Excerpt provided:
--

Organization and Principles of Consolidation

These notes apply to the financial statements of Natural Gas Services Group, Inc.  (the "Company", “NGSG”, "Natural Gas Services Group", "we" or "our") (a Colorado corporation).  Natural Gas Services Group, Inc. was formed on December 17, 1998 for the purposes of combining the operations of certain manufacturing, service and leasing entities.

Nature of Operations

Natural Gas Services Group, Inc. is a leading provider of small to medium horsepower compression equipment to the natural gas industry.  We focus primarily on the non-conventional natural gas production business in the United States (such as coal bed methane, gas shale, tight gas and oil shale).  We manufacture, fabricate and rent natural gas compressors that enhance the production of natural gas wells.  NGSG provides maintenance services for its natural gas compressors.  In addition, we sell custom fabricated natural gas compressors to meet customer specifications dictated by well pressures, production characteristics and particular applications.  We also manufacture and sell flare systems for oil and natural gas plant and production facilities.

Use of Estimates

The preparation of our financial statements in conformity with accounting principles generally accepted in the United States of America requires our management to make estimates and assumptions that affect the amounts reported in these financial statements and accompanying notes.  Actual results could differ from those estimates.  Significant estimates include fixed asset lives, bad debt allowance and the allowance for inventory obsolescence.  It is at least reasonably possible these estimates could be revised in the near term and the revisions could be material.

Cash Equivalents

For purposes of reporting cash flows, we consider all short-term investments with an original maturity of three months or less to be cash equivalents.

Accounts Receivable

Our trade receivables consist of customer obligations for the sale of compressors and flare systems due under normal trade terms, and operating leases for the use of our natural gas compressors.  The receivables are not collateralized except as provided for under lease agreements.  However, we typically require deposits of as much as 50% for large custom contracts.  We extend credit based on management's assessment of the customer's financial condition, receivable aging, customer disputes and general business and economic conditions.   The allowance for doubtful accounts was $507,000 and $436,000 at December 31, 2014 and 2013, respectively. Management believes that the allowance is adequate; however, actual write-offs may exceed the recorded allowance.

--

Work to do:
a - Retype everything in the notes on Natural Gas Services Group from "These notes apply" down to "and leasing entities.".
b - According to the notes on Natural Gas Services Group, what was the allowance for doubtful accounts at December 31, 2014?
You won't need the rows for any of this.

--

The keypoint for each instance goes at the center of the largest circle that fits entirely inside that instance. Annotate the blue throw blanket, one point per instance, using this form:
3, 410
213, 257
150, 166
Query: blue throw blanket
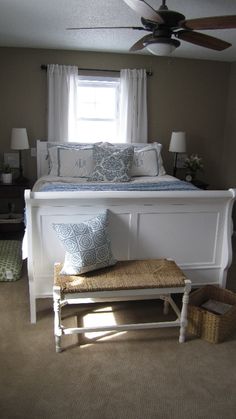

--

Solutions to each task:
a -
These notes apply to the financial statements of Natural Gas Services Group, Inc.  (the "Company", “NGSG”, "Natural Gas Services Group", "we" or "our") (a Colorado corporation).  Natural Gas Services Group, Inc. was formed on December 17, 1998 for the purposes of combining the operations of certain manufacturing, service and leasing entities.

b - $507,000